- **GIVEN REQUEST 1**
According to the passage on haute couture, in what year did Paulette Boncoure join the Dior atelier?
- **GIVEN REQUEST 2**
Pick up the passage on haute couture after its last sentence and keep writing it.

- **SOURCE**

==============================

But the voyeurism of celebrity mania suddenly feels like the staged performance that it is. A fresh generation of designers and industry watchers are instead becoming newly enthralled by the skills of the petites mains, the artisans who devote their lives to taming feathers and perfecting pleats. One dress can take a team thousands of hours to make, and the reverence for their labour is unique to French culture. Responses to a video of Paulette Boncoure, who joined the Dior atelier in 1947 and sat front row at this week’s show, were filled with respect and awe.

Even TikTokers who have never attended a European runway show – and probably never will – are marvelling at creative director Daniel Roseberry’s hand-painted bird-face footwear and winged jackets for Schiaparelli. Much like admiring a Frank Gehry building or Mark Rothko painting we will never own, the pleasure comes from studying the details. And happily, appreciation is free.

Perhaps the most telling evidence of this shift is the discussion Dior’s Anderson had with Business of Fashion’s editor-in-chief Imran Amed last December. “If someone had asked me about a year and a half ago about couture, I would have probably been nonchalant and said something like, ‘Well, I think it’s irrelevant,’” Anderson admitted. “I never really understood the glamour behind it.”

But couture is not about what you see. The magic lies in what you don’t see, such as the meticulous ruching used to swirl tulle into Dior’s bulbous hourglass gowns. No wonder Anderson told Amed, “I feel like I’m doing a PhD in couture.” Several looks from the presentation remained on display at the Musée Rodin after the show and were opened to the public for free alongside a program of talks. Anderson seems to get that, like art and architecture, the more couture is discussed, the better it is understood. And the better it is understood, the less endangered it becomes.

==============================

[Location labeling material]
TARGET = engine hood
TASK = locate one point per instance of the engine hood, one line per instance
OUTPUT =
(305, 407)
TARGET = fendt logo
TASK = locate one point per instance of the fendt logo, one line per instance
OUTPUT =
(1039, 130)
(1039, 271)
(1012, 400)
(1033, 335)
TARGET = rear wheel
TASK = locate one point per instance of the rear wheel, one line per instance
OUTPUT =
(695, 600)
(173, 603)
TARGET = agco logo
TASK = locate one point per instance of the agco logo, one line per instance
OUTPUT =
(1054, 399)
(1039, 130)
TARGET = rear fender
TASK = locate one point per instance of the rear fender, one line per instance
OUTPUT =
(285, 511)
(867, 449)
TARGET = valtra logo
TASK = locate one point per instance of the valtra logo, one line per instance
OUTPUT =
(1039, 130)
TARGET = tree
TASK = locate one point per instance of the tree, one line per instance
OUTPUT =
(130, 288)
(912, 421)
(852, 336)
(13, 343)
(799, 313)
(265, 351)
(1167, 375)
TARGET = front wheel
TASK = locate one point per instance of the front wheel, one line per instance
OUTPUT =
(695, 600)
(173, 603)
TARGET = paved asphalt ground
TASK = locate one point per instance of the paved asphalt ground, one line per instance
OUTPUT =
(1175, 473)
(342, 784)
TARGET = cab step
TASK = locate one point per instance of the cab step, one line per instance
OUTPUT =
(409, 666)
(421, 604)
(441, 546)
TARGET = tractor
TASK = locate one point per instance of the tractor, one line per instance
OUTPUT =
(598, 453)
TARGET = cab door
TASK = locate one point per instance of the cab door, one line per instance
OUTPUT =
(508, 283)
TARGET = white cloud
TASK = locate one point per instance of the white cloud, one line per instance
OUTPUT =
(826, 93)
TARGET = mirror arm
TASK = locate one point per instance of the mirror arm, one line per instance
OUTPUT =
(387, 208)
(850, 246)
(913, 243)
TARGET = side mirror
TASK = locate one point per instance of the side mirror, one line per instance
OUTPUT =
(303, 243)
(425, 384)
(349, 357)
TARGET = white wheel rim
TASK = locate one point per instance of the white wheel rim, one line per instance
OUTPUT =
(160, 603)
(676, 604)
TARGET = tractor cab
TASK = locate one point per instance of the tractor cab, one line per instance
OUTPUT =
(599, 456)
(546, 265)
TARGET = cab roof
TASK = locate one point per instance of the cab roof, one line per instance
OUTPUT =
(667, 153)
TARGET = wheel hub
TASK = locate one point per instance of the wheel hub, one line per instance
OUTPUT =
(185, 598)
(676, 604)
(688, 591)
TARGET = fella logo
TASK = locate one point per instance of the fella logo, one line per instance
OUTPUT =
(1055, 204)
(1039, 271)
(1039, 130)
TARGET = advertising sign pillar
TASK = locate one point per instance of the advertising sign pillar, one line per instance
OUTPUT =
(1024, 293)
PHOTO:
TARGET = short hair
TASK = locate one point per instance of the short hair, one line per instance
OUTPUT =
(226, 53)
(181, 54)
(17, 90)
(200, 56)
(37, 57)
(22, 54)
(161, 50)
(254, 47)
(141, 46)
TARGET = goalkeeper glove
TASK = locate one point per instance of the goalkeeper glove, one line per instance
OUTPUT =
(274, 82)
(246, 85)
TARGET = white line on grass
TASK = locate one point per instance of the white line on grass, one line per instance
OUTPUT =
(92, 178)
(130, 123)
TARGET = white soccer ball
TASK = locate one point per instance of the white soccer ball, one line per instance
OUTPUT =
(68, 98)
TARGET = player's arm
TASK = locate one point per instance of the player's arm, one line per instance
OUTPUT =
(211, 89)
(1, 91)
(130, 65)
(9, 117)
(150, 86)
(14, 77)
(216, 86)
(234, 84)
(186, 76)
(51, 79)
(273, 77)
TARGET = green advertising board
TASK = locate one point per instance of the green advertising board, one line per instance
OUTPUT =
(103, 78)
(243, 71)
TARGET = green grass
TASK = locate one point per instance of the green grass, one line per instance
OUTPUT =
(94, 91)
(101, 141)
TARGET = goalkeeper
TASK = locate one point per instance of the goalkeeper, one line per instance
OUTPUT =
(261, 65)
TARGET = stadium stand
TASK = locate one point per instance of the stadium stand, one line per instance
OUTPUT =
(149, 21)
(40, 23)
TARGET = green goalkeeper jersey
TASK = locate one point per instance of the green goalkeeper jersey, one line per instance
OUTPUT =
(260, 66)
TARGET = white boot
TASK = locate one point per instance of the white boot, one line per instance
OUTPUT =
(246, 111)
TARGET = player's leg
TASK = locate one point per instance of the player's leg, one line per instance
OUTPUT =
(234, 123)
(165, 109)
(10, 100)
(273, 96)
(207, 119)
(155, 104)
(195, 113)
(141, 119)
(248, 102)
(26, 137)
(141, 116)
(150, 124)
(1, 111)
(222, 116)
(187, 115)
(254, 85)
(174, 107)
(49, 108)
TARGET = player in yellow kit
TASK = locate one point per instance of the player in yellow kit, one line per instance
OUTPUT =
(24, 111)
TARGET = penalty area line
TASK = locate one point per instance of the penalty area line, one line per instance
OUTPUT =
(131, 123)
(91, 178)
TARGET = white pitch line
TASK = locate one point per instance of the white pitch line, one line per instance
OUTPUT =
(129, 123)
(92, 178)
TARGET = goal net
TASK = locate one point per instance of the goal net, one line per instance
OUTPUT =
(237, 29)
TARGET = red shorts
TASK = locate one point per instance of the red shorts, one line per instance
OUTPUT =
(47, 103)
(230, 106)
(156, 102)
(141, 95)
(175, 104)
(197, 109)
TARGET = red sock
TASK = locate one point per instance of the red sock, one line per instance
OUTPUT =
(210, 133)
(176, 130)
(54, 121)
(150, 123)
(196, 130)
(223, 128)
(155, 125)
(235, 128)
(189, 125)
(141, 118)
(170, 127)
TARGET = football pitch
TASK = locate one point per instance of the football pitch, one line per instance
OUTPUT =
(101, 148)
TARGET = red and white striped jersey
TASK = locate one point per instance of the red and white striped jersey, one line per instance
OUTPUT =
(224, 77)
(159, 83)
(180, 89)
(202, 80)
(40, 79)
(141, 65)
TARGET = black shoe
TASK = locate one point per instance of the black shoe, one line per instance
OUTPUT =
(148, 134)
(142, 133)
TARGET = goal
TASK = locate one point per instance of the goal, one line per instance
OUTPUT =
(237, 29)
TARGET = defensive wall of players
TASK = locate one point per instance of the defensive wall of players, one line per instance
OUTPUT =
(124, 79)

==============================

- **EXERCISE ANSWER 1**
1947

- **EXERCISE ANSWER 2**
Chanel was ahead of the pack on that count. In the 1990s, the company started buying up Parisian artisan workshops, including feathermaker Lemarié, embroidery house Lesage and shoemaker Massaro, to ensure their survival. One can only imagine the reaction when Blazy told the cobblers he would like pumps with pink fungi heels for his collection inspired by a haiku about a bird and a mushroom. Models marched among giant toadstools with feathers flapping from their skirt hems and tiny birds dangling from their ears.

Where Gabrielle “Coco” Chanel freed women from corsets, Blazy gave them mousseline suits that were literally light as air. Clients can also have special meaning embroidered into their selections, be it initials, a zodiac symbol or a lucky number – a clever way of distinguishing couture from ready-to-wear. “Blazy’s Chanel Couture Was a Slam Dunk!” declared Tim Blanks in his Business of Fashion review.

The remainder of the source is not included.